REQUIREMENTS ::
A - Retype part of the chat logs below word for word. Begin at the words "You: ADVICE DOG" and stop after "rabbi's nipple, please?".
B - In the chat logs below, what tune does the woman in armour play on her flute?
--- START OF TEXT PASSAGE ---
Talk to a random person

You: Hi.
Stranger: hello~
You: WANNA CYBER? LOLOLOLOLOL
Stranger: R U craze?
You: LET'S HAV TEH BUTTSECKS
Stranger: BUTTSECKS ? what?
You: [PST N00DZ
Stranger: what mean?
You: ADVICE DOG LOLOLOLOLOL
You have disconnected.



You: hello
Stranger: Hi
Stranger: Asl
You: Can we discuss the inane process of licking marmalade off a rabbi's nipple, please?
Stranger: Were you talking about tacos yesterday?
You: I don't believe so.
You: Taco's give me diahorrea.
Your conversational partner has disconnected.
 
This one is AMAZING!!!!

Connecting to server...
Looking for someone you can chat with. Hang on.
You're now chatting with a random stranger. Say hi!
A word of advice: "asl" is boring. Please find something more interesting to talk about!
You: hi
Stranger: hi
Stranger: please be my friend
Stranger: im so alone
You: ok
You: imagine you are in a cave
You: and you are all safe
Stranger: why is a cave safe
You: with a fire keeping you warm
Stranger: what are you osama
You: you are in from the cold
You: you fall asleep
Stranger: bears live in caves man
Stranger: i don't want to get raped by a bear in my sleep
You: but then you feel something rubbing against you
You: :rofl:
You: I'm too slow
Stranger: awww man it's a fucking bear
You: something furry and warm
Stranger: i knew this was a bad idea
You: it groans a long groan
Stranger: did it cum already?
You: and penetrates your anus
Stranger: this isn't helping at all
You: ok
You: but then a woman in armour comes in
Stranger: in fact i feel worse than before
You: with a sword of steel
You: and kills the bear
Stranger: im liking this
Stranger: but my ass still hurts
You: stands, towering above you
You: her fair locks hanging down, so long they rub against your face
Stranger: oh boy oh boy oh boy
You: she looks at your pitiful erection
Stranger: pitiful compared to the bears maybe
You: and takes off one of her leather boots
Stranger: why. i'm not a foot fetishist
Stranger: get away from me you crazy bear killing woman
You: and smothers you with a her highly arched paddy foot
You: it makes you feel sage
You: *safe
Stranger: that fucking bitch
Stranger: even people who don't exist want to rape and kill me
Stranger: :(
You: ok
You: forget the boot part
You: she kneels down beside you and smiles
Stranger: i still got raped by a bear :(
You: and pulls out a flute
Stranger: it better be a magical flute
You: and plays Rule Britannia
Stranger: that reverses time
Stranger: before i was raped
You: she plays rule britannia
Stranger: i hate the queen, this woman is a bitch
You: and you look outside
You: a great tall ship has pulled up to port
You: the captain calls you
Stranger: where the fuck is this cave?
You: on the coast
Stranger: then why wasn't i at the port
Stranger: surely it would have been safer than a cave
You: because there was nothing there
You: it's empty and abandoned
You: but a ship has arrived
You: to save you
Stranger: from what?
You: england
Stranger: it's too fucking late
You: lol
You: the ship came from england
You: anwyay
Stranger: i'm not even from england
You: the woman rubs lotion on your poor behind
Stranger: can't we just talk to eachother like friends?
--- END OF TEXT PASSAGE ---
--- START OF MATERIAL ---
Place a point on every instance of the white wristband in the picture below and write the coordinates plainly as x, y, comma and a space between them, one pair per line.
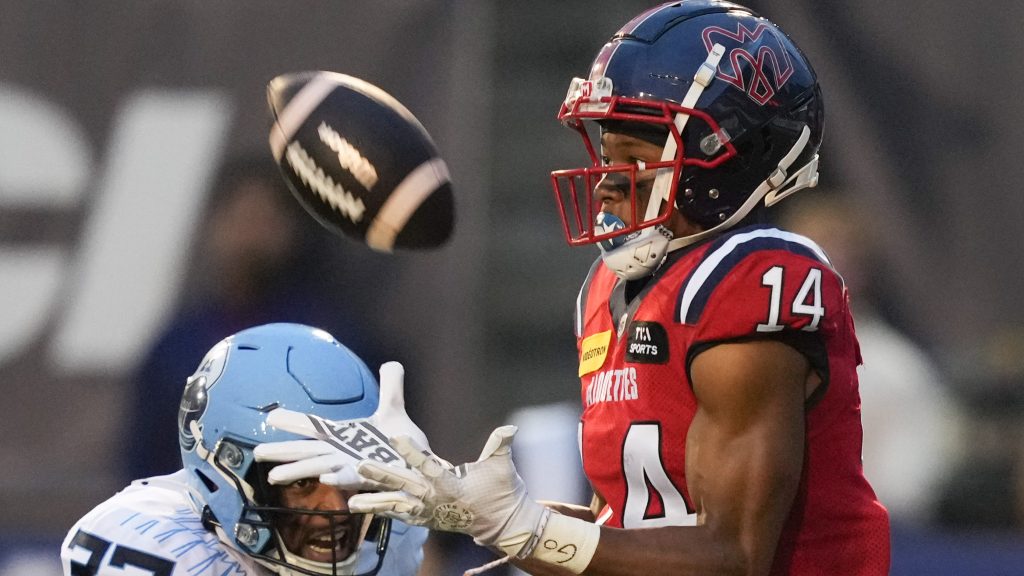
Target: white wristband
--- END OF MATERIAL ---
ANSWERS TO THE EXERCISES ::
A -
You: ADVICE DOG LOLOLOLOLOL
You have disconnected.



You: hello
Stranger: Hi
Stranger: Asl
You: Can we discuss the inane process of licking marmalade off a rabbi's nipple, please?

B - Rule Britannia.